## GIVEN TASK
Lay out the rows as a CSV with the columns "prompt" and "points", one line per row. Put each field in quotes and replace any line breaks inside a field with spaces.

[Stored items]
++++++++

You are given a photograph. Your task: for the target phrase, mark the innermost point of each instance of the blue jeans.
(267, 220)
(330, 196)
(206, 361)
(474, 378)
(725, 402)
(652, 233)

++++++++

## THE ANSWER
prompt,points
"You are given a photograph. Your task: for the target phrase, mark the innermost point of each instance of the blue jeans.","(267, 220) (330, 196) (206, 361) (474, 378) (725, 402) (652, 233)"